* **Stated exercise 1**
Select each line of the entries below that contains the word "green", and copy those lines in full. Case counts.

* **Page extract**

━━━━━━━━

Everything in this life will pass. True happiness does not lie in money or in the material world. “Death,” which is often ignored or treated as a forbidden subject, should be viewed instead as a catalyst to living fulfilling, meaningful lives. This present journey is a precious one – so why not live it in goodness, gratitude, humility and kindness, fulfilling our responsibilities with good thoughts, words and deeds.



  1. Should people fear death in any capacity? Why should/shouldn’t people fear death?

If we were to live forever, life would be unbearable! People should not fear death. It is bound to happen any time, any day and at any place.  This is the universal truth.

If one has lived a good, worthwhile life in purity and goodness, one should not fear death. To quote from my book, “Just as an Olympic athlete could never win without proper preparation, so we cannot achieve the goal of a peaceful final departure unless we are ready. After years of preparation, the athlete looks forward to the Games. We, too, can actually await the final passage without any fear – in fact, with anticipation and complete satisfaction – but only if we have prepared ourselves for it.

“It is never too late to start. Recognise the value and importance of being prepared: by living a life of good deeds, by fulfilling our responsibilities, by elevating ourselves above the web of worldly illusions, by moving towards a higher plane. Such a person is ready to face death without any fear. Here is a person ready to embrace the opportunity to enter a new world in happiness and peace. Here is a person totally in love with death.”

  1. Your book includes narratives from people from all walks of life.  What is one of your favorite stories that you share in the book?


As an author, all stories are equally dear to me and carry their own unique messages. However, out of all the chapters, four topics – on “Time,” “Money,” “Grief” and “Preparedness” –  are very critical and preferred by me.



  1. You are a member of one of the most influential and affluent families in India, yet you eschew wealth and power.  Isn’t that a contradiction?


All wealth and power are temporary.  Once you leave this world, the wealth and power are left behind. Actually, power comes from being humble, tolerant and loving, not from being wealthy. If we are humble, people will remember us after we die. That is power! So, we need to take care of our souls.



  1. Out of all your achievements, what is your greatest accomplishment in life?


My greatest accomplishment is that I have been able to write this book. Everything in this world is temporary but a book remains forever!  It gives me immense satisfaction to know that I have been able to reach out to people and give them some sort of comfort.










  1. If you were to die tomorrow, would you honestly be able to say that you have accomplished everything you were meant to do?


Life is not about accomplishments but about the purity of our soul. If, at the time of final departure, I find that my soul is pure, I have achieved everything!

━━━━━━━━

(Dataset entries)
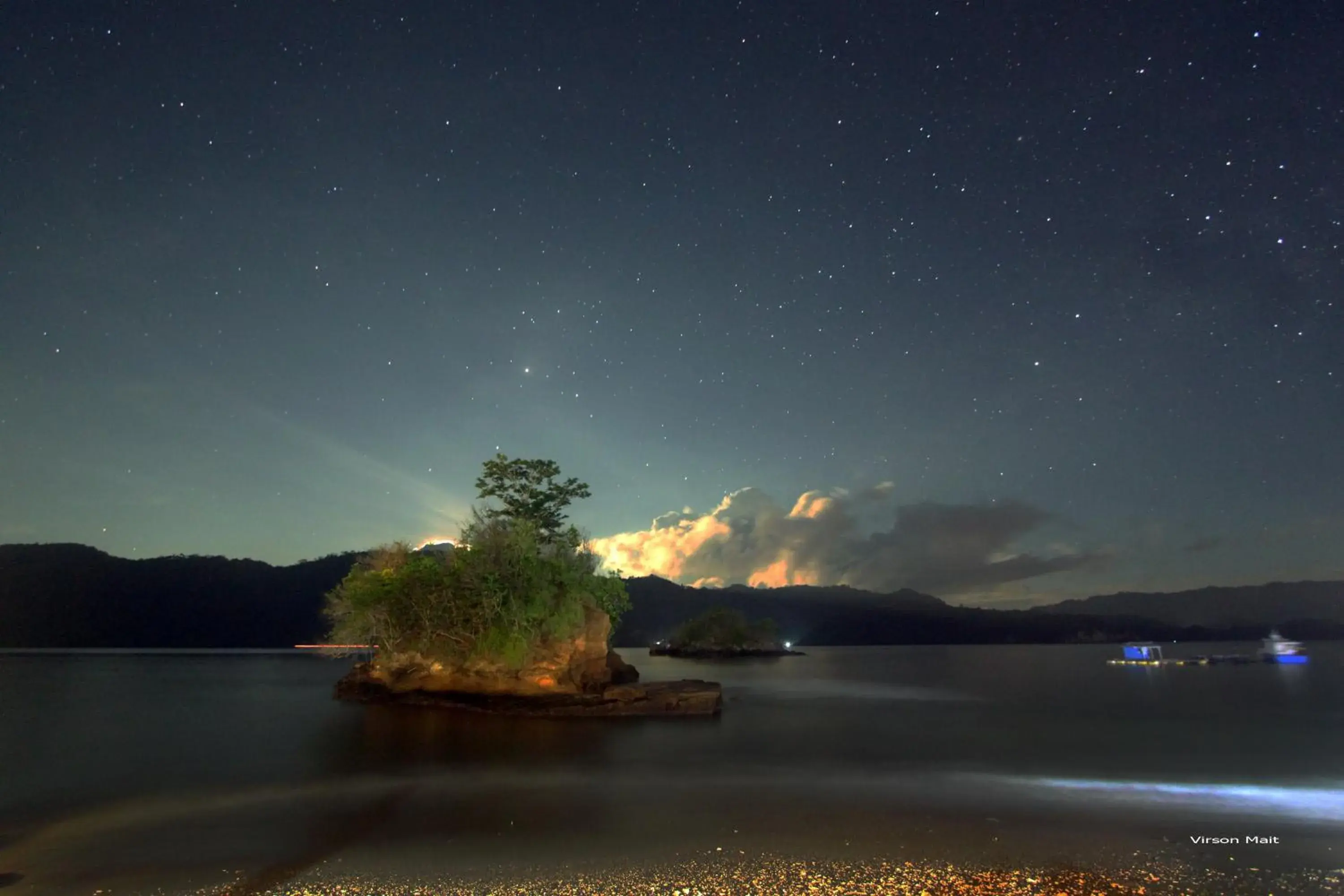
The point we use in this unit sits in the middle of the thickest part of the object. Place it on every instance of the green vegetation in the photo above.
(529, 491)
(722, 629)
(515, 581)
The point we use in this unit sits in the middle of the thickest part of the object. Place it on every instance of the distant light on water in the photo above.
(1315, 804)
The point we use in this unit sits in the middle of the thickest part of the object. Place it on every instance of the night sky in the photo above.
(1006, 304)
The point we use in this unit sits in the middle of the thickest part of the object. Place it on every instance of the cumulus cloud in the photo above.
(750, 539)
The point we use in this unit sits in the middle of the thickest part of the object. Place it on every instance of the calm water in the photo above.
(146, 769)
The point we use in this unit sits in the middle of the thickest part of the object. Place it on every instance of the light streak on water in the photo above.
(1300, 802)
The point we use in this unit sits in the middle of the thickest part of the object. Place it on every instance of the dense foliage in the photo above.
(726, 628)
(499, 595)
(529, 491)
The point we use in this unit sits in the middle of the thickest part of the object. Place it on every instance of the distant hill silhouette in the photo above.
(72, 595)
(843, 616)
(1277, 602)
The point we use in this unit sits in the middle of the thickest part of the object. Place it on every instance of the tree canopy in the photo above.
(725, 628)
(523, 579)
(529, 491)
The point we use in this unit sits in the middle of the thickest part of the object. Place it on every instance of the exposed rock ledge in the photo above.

━━━━━━━━

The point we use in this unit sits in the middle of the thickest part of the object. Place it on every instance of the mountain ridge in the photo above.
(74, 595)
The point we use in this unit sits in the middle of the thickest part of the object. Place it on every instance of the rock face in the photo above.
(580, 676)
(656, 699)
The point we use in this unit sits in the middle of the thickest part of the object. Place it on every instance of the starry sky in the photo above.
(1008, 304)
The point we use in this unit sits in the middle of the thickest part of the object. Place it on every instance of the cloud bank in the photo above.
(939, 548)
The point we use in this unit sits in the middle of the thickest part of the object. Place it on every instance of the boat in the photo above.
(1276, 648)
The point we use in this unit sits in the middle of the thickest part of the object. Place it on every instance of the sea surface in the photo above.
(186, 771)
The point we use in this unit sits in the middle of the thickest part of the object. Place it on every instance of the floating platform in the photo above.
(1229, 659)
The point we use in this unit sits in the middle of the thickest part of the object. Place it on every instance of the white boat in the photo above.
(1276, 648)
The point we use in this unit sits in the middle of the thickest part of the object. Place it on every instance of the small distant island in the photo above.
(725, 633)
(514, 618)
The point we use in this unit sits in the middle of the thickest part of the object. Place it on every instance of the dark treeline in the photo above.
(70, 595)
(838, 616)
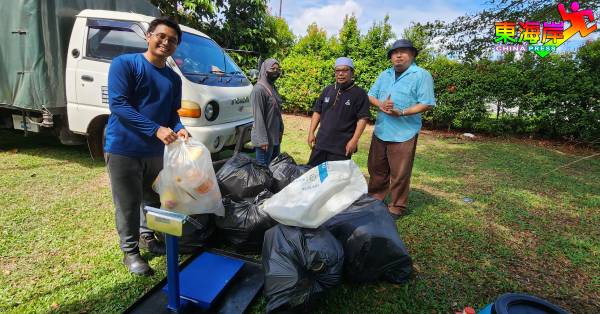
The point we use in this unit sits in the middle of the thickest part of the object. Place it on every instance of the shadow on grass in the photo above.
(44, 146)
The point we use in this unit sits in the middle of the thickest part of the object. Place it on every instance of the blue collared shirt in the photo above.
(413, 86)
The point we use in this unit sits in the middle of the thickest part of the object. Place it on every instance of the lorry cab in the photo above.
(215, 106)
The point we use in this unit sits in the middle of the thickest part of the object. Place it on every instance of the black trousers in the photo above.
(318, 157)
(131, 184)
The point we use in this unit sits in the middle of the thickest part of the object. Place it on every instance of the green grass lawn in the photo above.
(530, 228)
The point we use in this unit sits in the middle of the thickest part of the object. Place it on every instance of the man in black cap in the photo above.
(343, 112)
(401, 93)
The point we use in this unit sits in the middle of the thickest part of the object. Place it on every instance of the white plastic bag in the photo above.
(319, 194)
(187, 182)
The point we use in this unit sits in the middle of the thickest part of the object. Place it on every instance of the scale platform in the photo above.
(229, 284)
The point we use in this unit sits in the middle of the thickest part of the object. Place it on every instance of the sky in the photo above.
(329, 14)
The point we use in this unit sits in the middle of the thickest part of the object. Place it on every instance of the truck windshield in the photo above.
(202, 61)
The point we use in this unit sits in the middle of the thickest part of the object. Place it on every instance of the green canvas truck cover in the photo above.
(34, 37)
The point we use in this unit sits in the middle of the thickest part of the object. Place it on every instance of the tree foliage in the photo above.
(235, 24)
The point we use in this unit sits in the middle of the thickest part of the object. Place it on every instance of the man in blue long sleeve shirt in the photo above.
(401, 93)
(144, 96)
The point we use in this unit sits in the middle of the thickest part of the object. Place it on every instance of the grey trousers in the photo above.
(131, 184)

━━━━━━━━

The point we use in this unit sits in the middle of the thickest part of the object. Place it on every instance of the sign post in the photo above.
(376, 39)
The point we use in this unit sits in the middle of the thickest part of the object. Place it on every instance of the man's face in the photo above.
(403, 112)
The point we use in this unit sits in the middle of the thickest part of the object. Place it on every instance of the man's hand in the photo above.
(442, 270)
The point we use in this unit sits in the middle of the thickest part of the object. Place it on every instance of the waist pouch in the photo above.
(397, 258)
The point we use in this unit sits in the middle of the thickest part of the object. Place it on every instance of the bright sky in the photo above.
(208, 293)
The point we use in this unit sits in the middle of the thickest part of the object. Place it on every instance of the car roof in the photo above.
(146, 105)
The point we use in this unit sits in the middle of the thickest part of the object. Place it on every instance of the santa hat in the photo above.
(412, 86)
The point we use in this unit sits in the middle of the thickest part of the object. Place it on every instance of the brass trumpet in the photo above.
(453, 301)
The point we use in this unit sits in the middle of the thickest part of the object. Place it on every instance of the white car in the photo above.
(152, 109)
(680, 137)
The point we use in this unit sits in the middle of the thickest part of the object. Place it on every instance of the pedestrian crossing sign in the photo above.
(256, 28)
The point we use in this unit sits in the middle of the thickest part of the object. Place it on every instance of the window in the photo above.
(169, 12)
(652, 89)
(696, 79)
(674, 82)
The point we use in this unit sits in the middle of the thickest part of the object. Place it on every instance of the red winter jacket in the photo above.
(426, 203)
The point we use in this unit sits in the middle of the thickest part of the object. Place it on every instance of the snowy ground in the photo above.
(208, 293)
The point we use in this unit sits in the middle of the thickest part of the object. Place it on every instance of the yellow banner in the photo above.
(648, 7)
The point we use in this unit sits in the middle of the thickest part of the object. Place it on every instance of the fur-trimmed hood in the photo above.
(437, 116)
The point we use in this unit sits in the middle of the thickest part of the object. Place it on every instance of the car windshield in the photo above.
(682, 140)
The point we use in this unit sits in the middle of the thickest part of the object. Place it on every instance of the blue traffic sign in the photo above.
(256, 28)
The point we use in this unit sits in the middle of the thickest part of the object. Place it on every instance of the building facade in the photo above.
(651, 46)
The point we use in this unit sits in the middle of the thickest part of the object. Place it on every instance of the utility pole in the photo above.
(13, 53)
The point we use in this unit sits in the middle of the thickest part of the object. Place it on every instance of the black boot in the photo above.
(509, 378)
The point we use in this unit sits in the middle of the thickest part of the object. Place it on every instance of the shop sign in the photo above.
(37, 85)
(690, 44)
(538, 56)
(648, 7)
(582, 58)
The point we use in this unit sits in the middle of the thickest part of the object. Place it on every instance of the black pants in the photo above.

━━━━━━━━

* **Stated exercise 2**
Please print the part of the interview on death above, starting with "1. Your book" and going on through "that a contradiction?".

* **Exercise solution 1**
The point we use in this unit sits in the middle of the thickest part of the object. Place it on every instance of the green vegetation in the photo above.
The point we use in this unit sits in the middle of the thickest part of the object. Place it on every instance of the green grass lawn in the photo above.
The point we use in this unit sits in the middle of the thickest part of the object. Place it on every instance of the green canvas truck cover in the photo above.

* **Exercise solution 2**
1. Your book includes narratives from people from all walks of life.  What is one of your favorite stories that you share in the book?


As an author, all stories are equally dear to me and carry their own unique messages. However, out of all the chapters, four topics – on “Time,” “Money,” “Grief” and “Preparedness” –  are very critical and preferred by me.



  1. You are a member of one of the most influential and affluent families in India, yet you eschew wealth and power.  Isn’t that a contradiction?